-- BEGIN --
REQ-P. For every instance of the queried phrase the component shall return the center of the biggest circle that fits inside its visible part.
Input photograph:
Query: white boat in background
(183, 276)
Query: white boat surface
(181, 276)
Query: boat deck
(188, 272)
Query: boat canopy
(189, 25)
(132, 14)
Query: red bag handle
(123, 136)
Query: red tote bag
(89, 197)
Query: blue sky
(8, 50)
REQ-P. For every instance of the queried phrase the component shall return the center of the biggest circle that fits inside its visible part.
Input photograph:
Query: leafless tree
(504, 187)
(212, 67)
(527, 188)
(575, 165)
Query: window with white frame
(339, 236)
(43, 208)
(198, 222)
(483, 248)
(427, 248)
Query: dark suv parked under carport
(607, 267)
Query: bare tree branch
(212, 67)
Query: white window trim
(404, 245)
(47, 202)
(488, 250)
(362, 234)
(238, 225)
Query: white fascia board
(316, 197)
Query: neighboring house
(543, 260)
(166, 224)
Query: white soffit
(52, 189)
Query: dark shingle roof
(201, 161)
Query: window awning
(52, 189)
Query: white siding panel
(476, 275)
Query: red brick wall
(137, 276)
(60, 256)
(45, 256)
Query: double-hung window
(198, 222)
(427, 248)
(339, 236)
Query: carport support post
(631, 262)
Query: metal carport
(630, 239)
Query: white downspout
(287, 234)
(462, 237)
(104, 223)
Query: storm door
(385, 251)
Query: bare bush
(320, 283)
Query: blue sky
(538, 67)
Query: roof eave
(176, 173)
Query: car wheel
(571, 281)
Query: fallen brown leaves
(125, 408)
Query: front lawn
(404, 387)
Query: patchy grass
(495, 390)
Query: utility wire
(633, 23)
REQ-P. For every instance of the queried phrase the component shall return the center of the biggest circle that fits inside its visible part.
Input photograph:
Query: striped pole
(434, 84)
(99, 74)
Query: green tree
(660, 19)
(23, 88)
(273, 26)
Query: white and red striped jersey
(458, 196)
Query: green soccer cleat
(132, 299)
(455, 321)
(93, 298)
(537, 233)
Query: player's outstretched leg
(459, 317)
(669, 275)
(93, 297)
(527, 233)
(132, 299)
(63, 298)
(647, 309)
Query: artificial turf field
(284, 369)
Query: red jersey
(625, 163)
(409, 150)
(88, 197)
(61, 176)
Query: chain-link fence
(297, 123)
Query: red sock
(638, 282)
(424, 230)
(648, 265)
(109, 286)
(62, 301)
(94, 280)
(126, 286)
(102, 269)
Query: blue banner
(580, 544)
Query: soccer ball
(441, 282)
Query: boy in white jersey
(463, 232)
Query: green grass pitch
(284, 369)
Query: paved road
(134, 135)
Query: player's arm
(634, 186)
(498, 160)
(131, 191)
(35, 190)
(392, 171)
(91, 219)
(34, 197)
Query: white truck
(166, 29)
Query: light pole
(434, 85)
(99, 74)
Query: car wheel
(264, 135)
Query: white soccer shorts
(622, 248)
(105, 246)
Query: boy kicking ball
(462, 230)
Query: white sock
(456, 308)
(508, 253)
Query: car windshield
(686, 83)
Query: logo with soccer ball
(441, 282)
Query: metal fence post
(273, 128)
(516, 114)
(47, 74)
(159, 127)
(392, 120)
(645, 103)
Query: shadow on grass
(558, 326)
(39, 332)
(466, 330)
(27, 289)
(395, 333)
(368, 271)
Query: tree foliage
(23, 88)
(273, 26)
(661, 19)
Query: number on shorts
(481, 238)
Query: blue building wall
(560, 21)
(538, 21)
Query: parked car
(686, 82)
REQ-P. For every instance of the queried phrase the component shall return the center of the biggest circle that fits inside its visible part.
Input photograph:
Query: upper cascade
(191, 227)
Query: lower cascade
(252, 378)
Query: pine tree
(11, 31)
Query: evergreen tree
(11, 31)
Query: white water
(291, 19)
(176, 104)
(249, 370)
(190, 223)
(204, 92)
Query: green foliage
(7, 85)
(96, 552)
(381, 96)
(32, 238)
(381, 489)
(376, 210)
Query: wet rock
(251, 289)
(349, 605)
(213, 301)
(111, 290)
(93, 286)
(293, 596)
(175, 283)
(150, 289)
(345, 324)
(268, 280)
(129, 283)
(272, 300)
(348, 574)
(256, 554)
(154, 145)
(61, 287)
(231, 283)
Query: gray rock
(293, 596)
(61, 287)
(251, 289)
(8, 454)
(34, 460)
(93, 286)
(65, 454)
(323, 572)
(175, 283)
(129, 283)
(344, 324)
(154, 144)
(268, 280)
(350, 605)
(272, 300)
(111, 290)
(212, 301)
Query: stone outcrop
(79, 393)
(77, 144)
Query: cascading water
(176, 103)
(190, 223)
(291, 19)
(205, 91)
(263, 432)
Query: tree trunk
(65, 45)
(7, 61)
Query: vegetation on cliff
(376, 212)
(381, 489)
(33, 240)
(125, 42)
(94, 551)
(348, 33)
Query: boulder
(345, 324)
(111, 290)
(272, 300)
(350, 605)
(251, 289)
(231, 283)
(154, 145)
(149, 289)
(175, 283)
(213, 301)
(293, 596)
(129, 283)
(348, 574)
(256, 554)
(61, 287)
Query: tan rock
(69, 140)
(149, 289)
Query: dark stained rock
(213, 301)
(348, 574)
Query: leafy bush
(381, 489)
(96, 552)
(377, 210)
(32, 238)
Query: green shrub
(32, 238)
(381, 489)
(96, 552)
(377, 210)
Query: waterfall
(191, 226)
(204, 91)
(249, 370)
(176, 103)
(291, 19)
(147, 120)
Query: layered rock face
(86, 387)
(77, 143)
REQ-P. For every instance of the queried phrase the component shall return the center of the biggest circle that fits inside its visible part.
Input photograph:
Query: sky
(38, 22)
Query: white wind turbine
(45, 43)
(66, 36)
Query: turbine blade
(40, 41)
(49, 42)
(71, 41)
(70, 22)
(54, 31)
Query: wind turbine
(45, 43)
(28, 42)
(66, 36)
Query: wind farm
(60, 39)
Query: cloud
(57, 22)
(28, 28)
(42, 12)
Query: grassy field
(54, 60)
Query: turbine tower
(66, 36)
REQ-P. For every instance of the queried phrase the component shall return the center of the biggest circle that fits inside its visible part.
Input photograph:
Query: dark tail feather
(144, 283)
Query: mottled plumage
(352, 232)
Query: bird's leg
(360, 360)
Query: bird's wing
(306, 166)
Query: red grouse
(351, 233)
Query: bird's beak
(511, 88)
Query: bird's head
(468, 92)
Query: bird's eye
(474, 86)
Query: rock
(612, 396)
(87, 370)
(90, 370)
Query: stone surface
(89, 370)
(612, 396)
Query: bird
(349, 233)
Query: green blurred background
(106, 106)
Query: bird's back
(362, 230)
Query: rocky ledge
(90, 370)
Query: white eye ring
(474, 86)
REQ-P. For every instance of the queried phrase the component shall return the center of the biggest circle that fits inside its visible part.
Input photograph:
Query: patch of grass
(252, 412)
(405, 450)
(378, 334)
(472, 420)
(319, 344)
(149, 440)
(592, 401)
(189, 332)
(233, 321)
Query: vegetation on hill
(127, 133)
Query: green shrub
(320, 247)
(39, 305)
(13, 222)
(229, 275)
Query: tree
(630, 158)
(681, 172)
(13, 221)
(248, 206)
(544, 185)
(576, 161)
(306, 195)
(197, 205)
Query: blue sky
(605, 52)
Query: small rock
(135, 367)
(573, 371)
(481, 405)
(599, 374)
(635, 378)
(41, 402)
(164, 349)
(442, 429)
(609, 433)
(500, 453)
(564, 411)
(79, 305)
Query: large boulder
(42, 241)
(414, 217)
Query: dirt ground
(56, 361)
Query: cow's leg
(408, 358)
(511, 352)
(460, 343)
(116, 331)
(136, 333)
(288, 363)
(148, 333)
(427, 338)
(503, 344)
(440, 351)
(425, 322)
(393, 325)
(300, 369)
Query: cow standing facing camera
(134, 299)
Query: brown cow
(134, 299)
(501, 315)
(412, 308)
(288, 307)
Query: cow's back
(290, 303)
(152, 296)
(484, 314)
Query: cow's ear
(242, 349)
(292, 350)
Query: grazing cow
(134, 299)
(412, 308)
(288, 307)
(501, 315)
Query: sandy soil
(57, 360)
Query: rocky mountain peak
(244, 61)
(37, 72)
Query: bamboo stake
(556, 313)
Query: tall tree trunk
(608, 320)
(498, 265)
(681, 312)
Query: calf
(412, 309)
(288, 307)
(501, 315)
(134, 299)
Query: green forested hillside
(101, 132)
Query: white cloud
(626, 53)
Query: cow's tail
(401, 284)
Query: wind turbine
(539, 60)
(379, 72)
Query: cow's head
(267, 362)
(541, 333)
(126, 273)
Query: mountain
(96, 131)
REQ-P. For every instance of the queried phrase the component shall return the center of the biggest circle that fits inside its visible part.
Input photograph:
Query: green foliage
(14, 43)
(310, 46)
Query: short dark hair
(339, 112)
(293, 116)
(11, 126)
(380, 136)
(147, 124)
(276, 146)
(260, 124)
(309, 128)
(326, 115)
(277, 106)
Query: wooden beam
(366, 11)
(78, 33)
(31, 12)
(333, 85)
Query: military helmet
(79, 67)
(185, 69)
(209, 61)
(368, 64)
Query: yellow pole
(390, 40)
-- END --
**Aim**
The answer consists only of the lines from the one containing "Query: large boulder" to the end of the records, each written out exactly.

**The solution**
Query: large boulder
(42, 241)
(414, 217)
Query: dirt ground
(56, 361)
Query: cow's leg
(408, 358)
(511, 352)
(460, 343)
(116, 331)
(136, 333)
(288, 363)
(148, 333)
(427, 338)
(503, 344)
(440, 351)
(425, 322)
(393, 325)
(300, 369)
Query: cow standing facing camera
(134, 299)
Query: brown cow
(134, 299)
(501, 315)
(412, 308)
(288, 307)
Query: cow's back
(290, 303)
(152, 296)
(484, 314)
Query: cow's ear
(242, 349)
(292, 350)
Query: grazing cow
(134, 299)
(412, 308)
(288, 307)
(501, 315)
Query: sandy soil
(57, 360)
Query: rocky mountain peak
(244, 61)
(37, 72)
Query: bamboo stake
(556, 313)
Query: tall tree trunk
(608, 320)
(498, 265)
(681, 312)
Query: calf
(412, 309)
(288, 307)
(501, 315)
(134, 299)
Query: green forested hillside
(101, 132)
Query: white cloud
(626, 53)
Query: cow's tail
(401, 284)
Query: wind turbine
(539, 60)
(379, 72)
Query: cow's head
(267, 362)
(541, 333)
(126, 273)
Query: mountain
(96, 131)
REQ-P. For every instance of the queried phrase the component shall return the center of the biggest circle that fits inside its visible part.
Input photograph:
Query: green foliage
(14, 43)
(310, 46)
Query: short dark hair
(339, 112)
(293, 116)
(11, 126)
(380, 136)
(147, 124)
(276, 146)
(260, 124)
(309, 128)
(326, 115)
(277, 106)
Query: wooden beam
(366, 11)
(78, 33)
(31, 12)
(333, 85)
Query: military helmet
(79, 67)
(185, 69)
(209, 61)
(368, 64)
Query: yellow pole
(390, 40)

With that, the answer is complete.